(Excerpts of location labeling data)
::::

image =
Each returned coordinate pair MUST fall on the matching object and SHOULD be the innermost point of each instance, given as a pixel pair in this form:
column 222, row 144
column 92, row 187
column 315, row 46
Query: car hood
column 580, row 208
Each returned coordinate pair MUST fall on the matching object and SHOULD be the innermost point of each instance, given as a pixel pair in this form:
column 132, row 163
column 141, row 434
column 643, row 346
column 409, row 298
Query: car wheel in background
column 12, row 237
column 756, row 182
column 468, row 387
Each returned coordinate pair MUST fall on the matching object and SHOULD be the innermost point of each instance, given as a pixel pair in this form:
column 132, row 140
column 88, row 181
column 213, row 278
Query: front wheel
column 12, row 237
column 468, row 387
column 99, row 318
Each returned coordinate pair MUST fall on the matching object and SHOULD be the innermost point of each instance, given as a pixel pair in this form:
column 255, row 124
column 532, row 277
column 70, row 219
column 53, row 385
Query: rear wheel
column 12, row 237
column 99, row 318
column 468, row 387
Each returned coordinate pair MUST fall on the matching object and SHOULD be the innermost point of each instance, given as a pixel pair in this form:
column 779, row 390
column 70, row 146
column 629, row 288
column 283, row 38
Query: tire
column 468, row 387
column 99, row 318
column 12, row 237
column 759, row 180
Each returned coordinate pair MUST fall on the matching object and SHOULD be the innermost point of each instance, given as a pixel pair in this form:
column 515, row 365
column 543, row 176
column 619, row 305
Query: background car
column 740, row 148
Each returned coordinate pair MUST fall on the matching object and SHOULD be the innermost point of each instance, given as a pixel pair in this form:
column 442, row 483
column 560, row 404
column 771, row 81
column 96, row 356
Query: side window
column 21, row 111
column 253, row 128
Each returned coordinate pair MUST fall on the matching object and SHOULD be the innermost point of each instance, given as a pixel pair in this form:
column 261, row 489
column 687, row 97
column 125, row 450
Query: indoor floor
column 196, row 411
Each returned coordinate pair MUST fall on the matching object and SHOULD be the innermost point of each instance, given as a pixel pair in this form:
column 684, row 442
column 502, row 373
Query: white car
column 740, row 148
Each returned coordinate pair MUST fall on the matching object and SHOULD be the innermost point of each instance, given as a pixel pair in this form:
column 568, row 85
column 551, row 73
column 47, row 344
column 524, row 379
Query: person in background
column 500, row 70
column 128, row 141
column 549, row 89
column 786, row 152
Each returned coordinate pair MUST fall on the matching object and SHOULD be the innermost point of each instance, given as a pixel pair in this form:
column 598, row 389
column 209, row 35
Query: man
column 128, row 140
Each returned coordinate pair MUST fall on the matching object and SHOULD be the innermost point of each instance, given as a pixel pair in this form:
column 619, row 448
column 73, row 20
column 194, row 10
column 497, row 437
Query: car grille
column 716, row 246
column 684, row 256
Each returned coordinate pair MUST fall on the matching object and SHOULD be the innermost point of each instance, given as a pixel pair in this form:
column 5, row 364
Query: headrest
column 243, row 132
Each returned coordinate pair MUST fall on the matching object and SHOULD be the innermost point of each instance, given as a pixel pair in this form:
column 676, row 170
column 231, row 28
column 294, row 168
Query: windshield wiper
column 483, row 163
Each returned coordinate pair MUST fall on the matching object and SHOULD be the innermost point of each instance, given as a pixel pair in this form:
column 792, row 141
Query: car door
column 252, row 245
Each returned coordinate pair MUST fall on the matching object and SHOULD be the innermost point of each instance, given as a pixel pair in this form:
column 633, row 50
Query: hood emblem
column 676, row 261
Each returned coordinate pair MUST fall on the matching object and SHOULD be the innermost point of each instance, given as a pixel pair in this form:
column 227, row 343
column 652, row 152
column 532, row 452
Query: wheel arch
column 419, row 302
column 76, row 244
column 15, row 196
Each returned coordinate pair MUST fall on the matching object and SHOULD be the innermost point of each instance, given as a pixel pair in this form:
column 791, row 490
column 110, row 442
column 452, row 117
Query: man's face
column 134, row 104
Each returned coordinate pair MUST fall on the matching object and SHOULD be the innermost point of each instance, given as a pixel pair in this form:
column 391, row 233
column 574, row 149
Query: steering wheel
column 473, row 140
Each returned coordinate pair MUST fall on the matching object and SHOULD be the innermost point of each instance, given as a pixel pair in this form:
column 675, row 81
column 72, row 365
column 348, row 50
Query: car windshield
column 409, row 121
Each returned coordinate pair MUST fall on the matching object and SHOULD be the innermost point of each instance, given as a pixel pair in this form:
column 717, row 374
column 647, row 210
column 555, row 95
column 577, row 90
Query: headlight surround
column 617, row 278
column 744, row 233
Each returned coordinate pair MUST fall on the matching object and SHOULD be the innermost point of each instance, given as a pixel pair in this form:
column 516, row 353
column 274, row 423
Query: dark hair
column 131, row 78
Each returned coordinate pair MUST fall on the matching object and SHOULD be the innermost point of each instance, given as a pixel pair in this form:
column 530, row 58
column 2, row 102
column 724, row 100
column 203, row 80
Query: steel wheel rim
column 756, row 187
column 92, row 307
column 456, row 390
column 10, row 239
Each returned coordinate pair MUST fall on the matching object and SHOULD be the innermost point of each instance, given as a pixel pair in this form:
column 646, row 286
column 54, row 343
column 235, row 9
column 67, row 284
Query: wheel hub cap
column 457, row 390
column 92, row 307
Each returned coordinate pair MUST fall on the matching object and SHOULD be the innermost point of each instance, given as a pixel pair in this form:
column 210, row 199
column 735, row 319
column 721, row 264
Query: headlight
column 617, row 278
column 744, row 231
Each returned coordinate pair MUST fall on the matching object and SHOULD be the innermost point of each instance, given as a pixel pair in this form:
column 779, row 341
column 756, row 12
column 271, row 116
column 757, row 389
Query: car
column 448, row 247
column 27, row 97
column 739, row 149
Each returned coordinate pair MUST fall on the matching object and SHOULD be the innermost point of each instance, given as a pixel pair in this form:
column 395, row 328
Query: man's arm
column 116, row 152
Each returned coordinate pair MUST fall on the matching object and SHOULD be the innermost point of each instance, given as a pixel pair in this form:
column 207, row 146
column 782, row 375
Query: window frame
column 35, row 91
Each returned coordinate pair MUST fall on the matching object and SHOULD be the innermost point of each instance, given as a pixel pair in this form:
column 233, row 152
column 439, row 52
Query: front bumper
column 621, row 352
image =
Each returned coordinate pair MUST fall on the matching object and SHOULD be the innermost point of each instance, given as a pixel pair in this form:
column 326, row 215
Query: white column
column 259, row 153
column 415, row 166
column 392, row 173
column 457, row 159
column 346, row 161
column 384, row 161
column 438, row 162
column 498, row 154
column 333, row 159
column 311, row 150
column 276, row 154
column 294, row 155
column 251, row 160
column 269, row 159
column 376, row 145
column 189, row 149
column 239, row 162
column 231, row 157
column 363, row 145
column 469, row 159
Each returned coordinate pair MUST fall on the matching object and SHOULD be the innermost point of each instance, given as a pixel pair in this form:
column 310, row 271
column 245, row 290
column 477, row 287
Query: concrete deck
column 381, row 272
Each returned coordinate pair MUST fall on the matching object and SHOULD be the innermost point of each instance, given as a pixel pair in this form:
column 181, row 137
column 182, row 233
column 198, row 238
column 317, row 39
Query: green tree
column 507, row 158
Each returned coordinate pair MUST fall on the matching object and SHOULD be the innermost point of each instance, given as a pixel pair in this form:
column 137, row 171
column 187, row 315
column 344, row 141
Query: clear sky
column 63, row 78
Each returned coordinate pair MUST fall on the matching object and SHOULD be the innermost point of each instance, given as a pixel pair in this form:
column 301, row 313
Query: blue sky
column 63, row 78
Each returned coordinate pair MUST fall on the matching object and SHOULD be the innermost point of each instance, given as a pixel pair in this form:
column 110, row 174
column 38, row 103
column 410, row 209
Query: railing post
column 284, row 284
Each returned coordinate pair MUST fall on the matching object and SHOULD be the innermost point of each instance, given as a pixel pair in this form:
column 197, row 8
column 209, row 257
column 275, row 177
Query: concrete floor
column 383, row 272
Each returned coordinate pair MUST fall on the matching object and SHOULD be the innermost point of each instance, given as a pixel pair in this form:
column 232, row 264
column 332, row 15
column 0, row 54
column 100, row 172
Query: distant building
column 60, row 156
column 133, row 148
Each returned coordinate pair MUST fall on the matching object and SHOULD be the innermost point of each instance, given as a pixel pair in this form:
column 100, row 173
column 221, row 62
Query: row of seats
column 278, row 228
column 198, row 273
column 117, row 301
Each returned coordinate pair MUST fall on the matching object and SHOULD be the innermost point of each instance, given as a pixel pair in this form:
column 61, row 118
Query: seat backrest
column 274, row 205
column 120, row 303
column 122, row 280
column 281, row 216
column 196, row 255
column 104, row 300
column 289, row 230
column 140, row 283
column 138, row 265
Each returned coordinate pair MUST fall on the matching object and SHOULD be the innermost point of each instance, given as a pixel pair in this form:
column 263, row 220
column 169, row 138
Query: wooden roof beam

::::

What the exercise asks
Return every line of the items above that contains the word "front".

Output for this exercise
Query: front wheel
Query: front bumper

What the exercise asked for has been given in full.